### [Task brief]
Would you return the lines between the one holding "Find one point per instance of the colonial" and the one holding "Find one point per instance of the person", inclusive, and only those, exactly as they stand in the listing below?

________________________________________

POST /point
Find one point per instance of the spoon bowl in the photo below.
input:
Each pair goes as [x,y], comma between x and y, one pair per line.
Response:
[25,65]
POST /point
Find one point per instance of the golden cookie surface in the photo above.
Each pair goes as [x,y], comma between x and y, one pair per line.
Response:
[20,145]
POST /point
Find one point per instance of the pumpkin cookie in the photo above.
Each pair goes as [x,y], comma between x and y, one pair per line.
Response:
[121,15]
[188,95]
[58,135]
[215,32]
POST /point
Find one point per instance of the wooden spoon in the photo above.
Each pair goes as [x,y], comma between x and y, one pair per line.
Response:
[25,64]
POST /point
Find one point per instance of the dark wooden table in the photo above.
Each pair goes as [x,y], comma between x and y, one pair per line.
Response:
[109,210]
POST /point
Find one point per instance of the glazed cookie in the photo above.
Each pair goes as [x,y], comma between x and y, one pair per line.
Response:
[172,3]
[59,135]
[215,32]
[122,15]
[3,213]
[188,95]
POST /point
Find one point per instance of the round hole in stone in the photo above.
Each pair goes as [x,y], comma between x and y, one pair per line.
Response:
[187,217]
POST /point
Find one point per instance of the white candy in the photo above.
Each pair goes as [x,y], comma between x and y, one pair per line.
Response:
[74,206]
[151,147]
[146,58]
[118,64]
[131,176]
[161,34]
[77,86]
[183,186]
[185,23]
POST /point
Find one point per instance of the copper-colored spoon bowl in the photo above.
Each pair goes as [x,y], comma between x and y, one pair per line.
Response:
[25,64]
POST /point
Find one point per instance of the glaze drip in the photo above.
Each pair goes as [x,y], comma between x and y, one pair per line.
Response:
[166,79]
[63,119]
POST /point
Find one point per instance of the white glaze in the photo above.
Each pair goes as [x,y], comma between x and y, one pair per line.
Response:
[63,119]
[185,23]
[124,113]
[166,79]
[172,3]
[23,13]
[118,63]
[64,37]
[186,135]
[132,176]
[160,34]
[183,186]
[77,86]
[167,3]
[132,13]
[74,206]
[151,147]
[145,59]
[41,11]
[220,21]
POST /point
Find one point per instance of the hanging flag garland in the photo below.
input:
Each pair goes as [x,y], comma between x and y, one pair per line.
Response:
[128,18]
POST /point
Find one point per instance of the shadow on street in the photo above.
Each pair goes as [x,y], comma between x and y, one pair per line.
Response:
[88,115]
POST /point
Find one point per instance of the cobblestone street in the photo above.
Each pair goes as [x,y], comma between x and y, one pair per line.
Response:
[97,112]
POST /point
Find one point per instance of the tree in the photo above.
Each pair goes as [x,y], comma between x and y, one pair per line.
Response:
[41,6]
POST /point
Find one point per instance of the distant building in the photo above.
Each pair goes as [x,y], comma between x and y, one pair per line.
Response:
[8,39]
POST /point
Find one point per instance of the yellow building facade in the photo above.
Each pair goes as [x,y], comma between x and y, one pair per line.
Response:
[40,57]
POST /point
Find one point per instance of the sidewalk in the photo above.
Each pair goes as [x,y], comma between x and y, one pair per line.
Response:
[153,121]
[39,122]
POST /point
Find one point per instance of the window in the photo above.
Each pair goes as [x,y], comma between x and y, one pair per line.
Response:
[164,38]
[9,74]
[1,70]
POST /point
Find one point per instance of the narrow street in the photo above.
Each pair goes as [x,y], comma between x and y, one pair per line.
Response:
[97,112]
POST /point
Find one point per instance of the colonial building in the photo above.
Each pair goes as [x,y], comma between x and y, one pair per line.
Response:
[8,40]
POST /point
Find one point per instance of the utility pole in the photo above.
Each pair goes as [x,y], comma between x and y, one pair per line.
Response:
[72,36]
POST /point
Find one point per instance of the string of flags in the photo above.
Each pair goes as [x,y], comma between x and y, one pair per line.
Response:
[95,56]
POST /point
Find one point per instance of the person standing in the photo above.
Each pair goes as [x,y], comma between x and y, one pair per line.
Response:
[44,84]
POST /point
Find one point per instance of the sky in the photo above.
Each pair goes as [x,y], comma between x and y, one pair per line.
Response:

________________________________________

### [Finished task]
Find one point per instance of the colonial building in the photo above.
Each pair goes as [x,y], comma between x and y, one pair per line.
Response:
[8,40]
POST /point
Find one point per instance of the utility pole in the photo above.
Each pair goes as [x,y], comma between x and y, one pair per line.
Response:
[72,36]
POST /point
Find one point per instance of the string of flags in the photo above.
Each pair goes as [x,y], comma between x and y, one pair per line.
Response:
[95,56]
POST /point
Find one point per instance of the person standing in the photo above.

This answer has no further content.